North Carolina parents who are ending their marriage should communicate with their children about an impending divorce. Children will know that something is wrong, and talking to them about it gives them the opportunity to ask questions and express their fears. This is also a good time for parents to reassure their children that they are not responsible for the situation and that their parents will still be there for them. Parents should try to present a unified front for their children, and if children do not talk about the divorce, parents should ask them how they are feeling about it.
How parents behave with one another is important as well. They should not denigrate one another when the children are around, and they should not use the children as messengers or as a way to manipulate each other. Flexibility is important in avoiding conflict during this time. Things may be chaotic sometimes, and this could lead to missed appointments and issues with pickups and drop offs. As long as these things are not happening regularly, it is better to let them go.
Children may be grieving, and this might be expressed in a number of different ways. Some may benefit from talking to a therapist. Parents should not neglect their own self-care either. Their needs must be met so they can meet their children's.
Child custody and visitation are emotional issues, and even when parents are focused on the best interests of their children, they may forget how important it is for children to maintain a relationship with both of them. Parents might want to consider joint custody or at least ensure that the noncustodial parent has a significant amount of visitation time. In most cases, an arrangement of this nature is better for children than one in which children spent most of their time with only one parent.

Supplied information
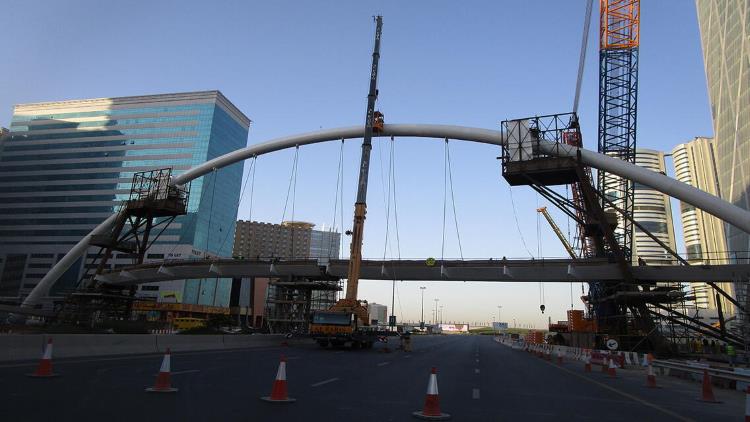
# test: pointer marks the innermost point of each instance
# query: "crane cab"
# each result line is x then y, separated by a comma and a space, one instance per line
378, 121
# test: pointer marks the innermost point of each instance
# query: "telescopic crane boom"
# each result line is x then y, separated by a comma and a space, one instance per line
373, 124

Exercises to complete
1 - Summarize the passage on divorce and children in two sentences.
2 - Please quote the passage on divorce and children, starting at "Child custody and" and ending at "only one parent.".
The records come from a separate source.

Outputs for the tasks
1 - North Carolina parents who are divorcing should talk with their children about it, reassure them they are not responsible, avoid denigrating each other or using the children as messengers, and stay flexible. Children may grieve and some may benefit from a therapist, parents must also look after themselves, and joint custody or substantial visitation for the noncustodial parent is usually better for children than time mostly with one parent.

2 -
Child custody and visitation are emotional issues, and even when parents are focused on the best interests of their children, they may forget how important it is for children to maintain a relationship with both of them. Parents might want to consider joint custody or at least ensure that the noncustodial parent has a significant amount of visitation time. In most cases, an arrangement of this nature is better for children than one in which children spent most of their time with only one parent.